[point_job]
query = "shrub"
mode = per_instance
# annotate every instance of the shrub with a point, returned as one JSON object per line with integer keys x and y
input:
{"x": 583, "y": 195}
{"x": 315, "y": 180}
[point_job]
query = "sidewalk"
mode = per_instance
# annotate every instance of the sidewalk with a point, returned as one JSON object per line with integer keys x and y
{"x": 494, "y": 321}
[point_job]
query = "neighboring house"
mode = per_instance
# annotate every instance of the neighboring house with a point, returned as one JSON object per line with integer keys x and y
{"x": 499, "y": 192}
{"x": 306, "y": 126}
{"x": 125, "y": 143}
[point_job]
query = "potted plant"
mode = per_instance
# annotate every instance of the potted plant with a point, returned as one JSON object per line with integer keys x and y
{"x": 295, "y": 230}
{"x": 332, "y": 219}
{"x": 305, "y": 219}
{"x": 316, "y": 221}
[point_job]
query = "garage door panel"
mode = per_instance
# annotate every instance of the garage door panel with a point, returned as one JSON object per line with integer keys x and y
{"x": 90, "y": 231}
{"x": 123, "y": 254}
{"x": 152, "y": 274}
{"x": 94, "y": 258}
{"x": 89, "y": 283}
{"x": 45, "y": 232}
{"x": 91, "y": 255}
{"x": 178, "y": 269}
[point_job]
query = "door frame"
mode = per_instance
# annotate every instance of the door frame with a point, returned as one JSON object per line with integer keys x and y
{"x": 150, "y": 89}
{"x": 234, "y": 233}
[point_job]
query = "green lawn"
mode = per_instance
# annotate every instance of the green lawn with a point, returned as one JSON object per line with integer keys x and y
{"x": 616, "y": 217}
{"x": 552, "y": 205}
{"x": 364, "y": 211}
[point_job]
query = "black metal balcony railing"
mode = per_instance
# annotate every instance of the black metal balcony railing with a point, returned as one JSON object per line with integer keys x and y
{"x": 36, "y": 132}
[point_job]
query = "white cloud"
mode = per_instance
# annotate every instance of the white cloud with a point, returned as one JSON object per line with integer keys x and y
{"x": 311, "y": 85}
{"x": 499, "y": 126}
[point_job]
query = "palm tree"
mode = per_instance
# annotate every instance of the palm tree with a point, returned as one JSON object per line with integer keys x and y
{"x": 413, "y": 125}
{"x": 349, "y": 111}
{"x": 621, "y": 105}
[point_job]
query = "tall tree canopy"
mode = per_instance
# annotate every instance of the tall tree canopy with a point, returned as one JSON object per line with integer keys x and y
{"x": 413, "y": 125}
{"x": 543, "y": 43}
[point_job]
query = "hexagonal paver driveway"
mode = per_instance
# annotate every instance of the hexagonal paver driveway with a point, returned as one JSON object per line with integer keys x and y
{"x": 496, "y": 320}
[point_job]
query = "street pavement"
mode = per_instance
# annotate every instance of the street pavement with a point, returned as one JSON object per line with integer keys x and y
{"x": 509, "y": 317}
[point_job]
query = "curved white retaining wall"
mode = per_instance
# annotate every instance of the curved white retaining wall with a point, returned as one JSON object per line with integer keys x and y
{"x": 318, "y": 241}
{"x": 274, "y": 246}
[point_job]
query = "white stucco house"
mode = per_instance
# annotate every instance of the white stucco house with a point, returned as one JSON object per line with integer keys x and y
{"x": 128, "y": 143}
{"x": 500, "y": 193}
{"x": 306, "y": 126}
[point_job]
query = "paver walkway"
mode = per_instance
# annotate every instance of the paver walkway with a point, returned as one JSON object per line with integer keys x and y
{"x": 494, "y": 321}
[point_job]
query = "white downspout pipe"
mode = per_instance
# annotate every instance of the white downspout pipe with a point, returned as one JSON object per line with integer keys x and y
++++++++++++++++++++
Instructions to follow
Please reproduce each record precisely as written.

Output for this task
[point_job]
query = "shrub"
mode = per_instance
# annotate every instance of the shrub with a point, returned as one JSON object per line with integer keys x and y
input:
{"x": 583, "y": 195}
{"x": 315, "y": 180}
[point_job]
query = "sidewalk"
mode = per_instance
# annotate every instance of the sidewalk with a point, returned as one JSON object per line with integer keys x and y
{"x": 494, "y": 321}
[point_job]
query = "neighboring house"
mode = per_instance
# annotate every instance of the neighboring house with a point, returned as one JSON object per line with integer keys x and y
{"x": 499, "y": 192}
{"x": 306, "y": 126}
{"x": 125, "y": 143}
[point_job]
query = "potted plant"
mode = per_instance
# annotate every instance of the potted plant with a point, returned as one JSON object per line with integer keys x and y
{"x": 295, "y": 230}
{"x": 332, "y": 219}
{"x": 305, "y": 219}
{"x": 316, "y": 221}
[point_job]
query = "garage door panel"
mode = per_instance
# annotate every instance of the garage door panel with a point, returned as one JSON object per line with integer keys x and y
{"x": 90, "y": 231}
{"x": 123, "y": 254}
{"x": 152, "y": 274}
{"x": 94, "y": 258}
{"x": 89, "y": 283}
{"x": 45, "y": 232}
{"x": 91, "y": 255}
{"x": 178, "y": 269}
[point_job]
query = "door frame"
mode = per_instance
# annotate every instance of the door frame with a point, returned as one JSON object per line with integer keys x and y
{"x": 150, "y": 89}
{"x": 234, "y": 233}
[point_job]
query = "green lawn"
mode = per_instance
# annotate every instance of the green lawn with a point, returned as one JSON object per line with integer keys x and y
{"x": 616, "y": 217}
{"x": 552, "y": 205}
{"x": 364, "y": 211}
[point_job]
query = "black metal balcony railing"
mode = per_instance
# annotate every instance of the black metal balcony railing with a point, returned as one JSON object per line with integer keys x and y
{"x": 36, "y": 132}
[point_job]
query = "white cloud"
mode = per_instance
# annotate every instance of the white cloud with a point, returned as one JSON object per line with integer keys x and y
{"x": 311, "y": 85}
{"x": 499, "y": 126}
[point_job]
query = "palm tree"
mode = per_instance
# annotate every instance of the palm tree with a point, returned as one JSON object per line with integer keys x and y
{"x": 413, "y": 125}
{"x": 349, "y": 111}
{"x": 621, "y": 105}
[point_job]
query = "tall tree canopy"
mode = per_instance
# annotate every instance of the tall tree canopy with a point, returned as one JSON object per line with integer keys x and y
{"x": 413, "y": 125}
{"x": 543, "y": 43}
[point_job]
query = "hexagonal paver driveway"
mode = per_instance
# annotate every instance of the hexagonal paver driveway with a point, returned as one JSON object per line with integer keys x and y
{"x": 496, "y": 320}
[point_job]
query = "street pavement"
mode = per_instance
# annotate every instance of the street pavement with a point, returned as one JSON object per line with integer keys x and y
{"x": 509, "y": 317}
[point_job]
query = "curved white retaining wall"
mode = per_instance
# annotate every instance of the curved white retaining wall with a point, returned as one JSON object per line with integer keys x and y
{"x": 318, "y": 241}
{"x": 274, "y": 246}
[point_job]
query = "white stucco house"
mode = per_instance
# annotate every instance of the white stucco house with a point, returned as one JSON object per line with integer keys x and y
{"x": 128, "y": 143}
{"x": 500, "y": 193}
{"x": 306, "y": 126}
[point_job]
query = "paver walkway"
mode = per_instance
# annotate every instance of the paver walkway with a point, returned as one JSON object per line with integer keys x and y
{"x": 494, "y": 321}
[point_job]
query = "white downspout pipe"
mode = per_instance
# annotate every instance of the white downspout pipe with a point, returned as one JSON object per line with integer keys x and y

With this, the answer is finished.